> Short task A
List every person named within the comment thread on snooker below, leaving out the names the commenters sign with.
-- BEGIN Document passage --
However, I'm sure plenty will disagree with me.

Anonymous said...

There is no way that Barry Hearn won't create an exception here, and make no mistake, Barry will have the final say. Imho.

Anonymous said...

why then did John not insist on charges being held so he could have the opportunity to be found not guilty?

Hate and indignation?.....why is that, because people look at the facts and give opinions that don't match your clear biast towards Johh Higgins.

Did you see the video or read the transcript?

Clearly you saw only what you wanted to see, whilst general snooker fans see those things you ignore.

Then you insult those fans for having an opinion....shame on you

kildare cueman said...

The issue here is not whether Higgins told the truth or not.

It has to be assumed that the decision was correct and we move on.

The issue is; When you are suspended, does this preclude you from
(a) entering tournaments, or
(b) just from playing.

If the answer is (a), then he must be left out.
If its (b), then he must be allowed enter belatedly as he obviously would have entered had he known he would be reinstated so soon.

WPBSA must, without personal reference to Higgins, decide on this ruling immediately, to ensure future scenarios(if any) are unambiguous.

The drawbacks to making this decision now, is that other players are brought into the equation, namely the players ranked 17 and 33.

On reflection, this is as good as any an example as any as to why active players or even managers shouldn't be on the board.

Peter Ebdon and Mike Dunn, both former board members may be perilously close to being ranked 17 and 33 at the cut off point.

The managers of Matthew Stevens and Mark Davis, either have been or are on the board. Both these players are just inside the provisional 16.

Anonymous said...

natural justice says John Higgins should be allowed to play from the UK championship on. Given the circumstances an exception should obviously be made as why should he have paid entry fees when suspended? how sad innocent until proven guilty did not apply here- if he is not allowed to play I suspect he could sue for restraint of trade.

Anonymous said...

Barry Hearn doesn't need to make a decision, the fairest thing to do would be to put it to a vote of the WPBSA members. If enough of them say yes, he's in and if not, then no. If Higgins has paid entry fees, and he is not allowed to paly in these events then give him the money back.

Betty Logan said...

The bribery and match-fixing charges were dropped because the World Series isn't a WSA event, so the WSA doesn't have any jurisdiction to level charges involving those events. The NOTW could have had footage of him carrying out a huge suitcase full of money and winking at the camera as he deliberately misses the balls, and the WSA still wouldn't have been able to charge him with match-fixing. All he has done as a WSA member is bring his organisation into disrepute, so ultimately that was all he was charged with along with not reporting an approach for match-fixing. Barry Hearn said the match-fixing charge was dropped following legal confirmation that Higgins would have had grounds to sue the WSA if they pursued that charge.
-- END Document passage --
-- BEGIN Listed records --
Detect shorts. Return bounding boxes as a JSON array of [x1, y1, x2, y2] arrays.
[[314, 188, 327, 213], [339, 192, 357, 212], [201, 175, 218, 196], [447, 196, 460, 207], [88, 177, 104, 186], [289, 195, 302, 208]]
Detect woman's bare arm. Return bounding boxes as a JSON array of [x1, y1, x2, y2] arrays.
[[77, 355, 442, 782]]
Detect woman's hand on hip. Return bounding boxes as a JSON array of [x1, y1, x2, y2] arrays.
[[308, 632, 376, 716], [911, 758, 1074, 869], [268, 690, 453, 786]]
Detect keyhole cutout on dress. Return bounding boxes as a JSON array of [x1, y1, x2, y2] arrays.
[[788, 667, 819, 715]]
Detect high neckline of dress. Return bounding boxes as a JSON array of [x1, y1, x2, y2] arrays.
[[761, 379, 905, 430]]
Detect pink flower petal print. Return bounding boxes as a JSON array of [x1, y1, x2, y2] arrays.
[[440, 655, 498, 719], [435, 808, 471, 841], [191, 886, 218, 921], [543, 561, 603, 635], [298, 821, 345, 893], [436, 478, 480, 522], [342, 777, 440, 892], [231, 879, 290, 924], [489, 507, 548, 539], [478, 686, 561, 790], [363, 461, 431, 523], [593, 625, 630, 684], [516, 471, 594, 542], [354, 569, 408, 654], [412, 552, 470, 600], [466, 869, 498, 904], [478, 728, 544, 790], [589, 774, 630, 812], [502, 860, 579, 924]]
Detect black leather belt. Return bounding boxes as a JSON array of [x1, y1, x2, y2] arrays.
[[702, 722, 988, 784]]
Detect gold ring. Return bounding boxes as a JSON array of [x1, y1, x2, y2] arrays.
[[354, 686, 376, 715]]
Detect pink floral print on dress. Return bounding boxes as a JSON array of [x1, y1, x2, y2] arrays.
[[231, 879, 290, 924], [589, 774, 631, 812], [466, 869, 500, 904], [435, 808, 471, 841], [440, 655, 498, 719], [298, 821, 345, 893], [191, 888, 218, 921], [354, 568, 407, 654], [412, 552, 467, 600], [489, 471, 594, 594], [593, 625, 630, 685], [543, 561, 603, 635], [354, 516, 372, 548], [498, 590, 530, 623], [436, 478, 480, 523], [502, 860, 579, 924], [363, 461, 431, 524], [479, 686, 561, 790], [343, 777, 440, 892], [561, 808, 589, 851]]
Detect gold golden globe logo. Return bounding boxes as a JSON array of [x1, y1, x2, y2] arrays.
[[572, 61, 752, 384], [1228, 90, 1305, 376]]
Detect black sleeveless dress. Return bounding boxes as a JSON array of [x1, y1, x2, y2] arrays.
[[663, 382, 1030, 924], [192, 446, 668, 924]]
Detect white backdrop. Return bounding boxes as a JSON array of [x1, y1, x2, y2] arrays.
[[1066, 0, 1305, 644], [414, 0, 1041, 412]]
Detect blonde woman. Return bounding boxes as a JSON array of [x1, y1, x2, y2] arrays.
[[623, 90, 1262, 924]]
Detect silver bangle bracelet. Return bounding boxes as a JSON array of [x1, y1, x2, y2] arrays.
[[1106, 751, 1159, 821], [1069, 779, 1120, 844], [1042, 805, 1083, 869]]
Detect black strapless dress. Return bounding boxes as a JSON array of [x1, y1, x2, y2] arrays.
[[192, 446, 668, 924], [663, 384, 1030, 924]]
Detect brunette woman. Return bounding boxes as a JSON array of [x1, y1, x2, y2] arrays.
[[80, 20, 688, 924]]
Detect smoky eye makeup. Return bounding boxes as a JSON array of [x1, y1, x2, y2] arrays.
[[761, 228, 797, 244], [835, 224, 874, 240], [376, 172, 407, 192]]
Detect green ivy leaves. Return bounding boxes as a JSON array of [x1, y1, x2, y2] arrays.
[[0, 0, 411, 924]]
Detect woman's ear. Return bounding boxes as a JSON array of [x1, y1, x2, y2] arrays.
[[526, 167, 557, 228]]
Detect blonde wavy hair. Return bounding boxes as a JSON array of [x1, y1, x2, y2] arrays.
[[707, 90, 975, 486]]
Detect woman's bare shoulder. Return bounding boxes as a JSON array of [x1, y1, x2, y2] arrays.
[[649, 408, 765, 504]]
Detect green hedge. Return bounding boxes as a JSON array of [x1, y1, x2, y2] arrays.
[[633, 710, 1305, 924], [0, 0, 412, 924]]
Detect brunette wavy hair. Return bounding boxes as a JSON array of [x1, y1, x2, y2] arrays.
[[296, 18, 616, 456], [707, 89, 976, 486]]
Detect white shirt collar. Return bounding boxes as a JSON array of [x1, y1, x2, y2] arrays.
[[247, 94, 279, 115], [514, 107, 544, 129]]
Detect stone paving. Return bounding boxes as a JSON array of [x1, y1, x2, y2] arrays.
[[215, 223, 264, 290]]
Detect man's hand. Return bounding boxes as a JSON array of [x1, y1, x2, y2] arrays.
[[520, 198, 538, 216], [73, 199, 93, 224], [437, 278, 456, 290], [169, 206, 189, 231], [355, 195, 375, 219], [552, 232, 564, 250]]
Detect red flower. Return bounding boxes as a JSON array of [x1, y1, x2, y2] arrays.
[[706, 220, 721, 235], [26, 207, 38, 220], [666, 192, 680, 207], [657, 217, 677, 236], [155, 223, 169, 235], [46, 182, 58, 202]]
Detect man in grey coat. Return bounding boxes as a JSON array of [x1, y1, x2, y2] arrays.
-- END Listed records --
> Short task B
Format the entries above as a Markdown table with the columns Number and Entry line, beginning with the first line of the entries and continuing through the line containing "[[702, 722, 988, 784]]".

> Response A
Barry Hearn, John Higgins, Peter Ebdon, Mike Dunn, Matthew Stevens, Mark Davis

> Response B
| Number | Entry line |
|---|---|
| 1 | Detect shorts. Return bounding boxes as a JSON array of [x1, y1, x2, y2] arrays. |
| 2 | [[314, 188, 327, 213], [339, 192, 357, 212], [201, 175, 218, 196], [447, 196, 460, 207], [88, 177, 104, 186], [289, 195, 302, 208]] |
| 3 | Detect woman's bare arm. Return bounding boxes as a JSON array of [x1, y1, x2, y2] arrays. |
| 4 | [[77, 355, 442, 782]] |
| 5 | Detect woman's hand on hip. Return bounding boxes as a JSON array of [x1, y1, x2, y2] arrays. |
| 6 | [[308, 632, 376, 716], [911, 758, 1074, 869], [268, 690, 453, 786]] |
| 7 | Detect keyhole cutout on dress. Return bounding boxes as a JSON array of [x1, y1, x2, y2] arrays. |
| 8 | [[788, 667, 819, 715]] |
| 9 | Detect high neckline of dress. Return bounding boxes as a JSON array of [x1, y1, x2, y2] arrays. |
| 10 | [[761, 379, 905, 430]] |
| 11 | Detect pink flower petal print. Return bounding boxes as a JSON array of [x1, y1, x2, y2] arrays. |
| 12 | [[440, 655, 498, 719], [435, 808, 471, 841], [191, 886, 218, 921], [543, 561, 603, 635], [298, 821, 345, 893], [436, 478, 480, 522], [342, 777, 440, 892], [231, 879, 290, 924], [489, 507, 548, 539], [478, 686, 561, 790], [363, 461, 431, 523], [593, 625, 630, 684], [516, 471, 594, 542], [354, 569, 408, 654], [412, 552, 470, 600], [466, 869, 498, 904], [478, 728, 544, 790], [589, 774, 630, 812], [502, 860, 579, 924]] |
| 13 | Detect black leather belt. Return bounding boxes as a JSON array of [x1, y1, x2, y2] arrays. |
| 14 | [[702, 722, 988, 784]] |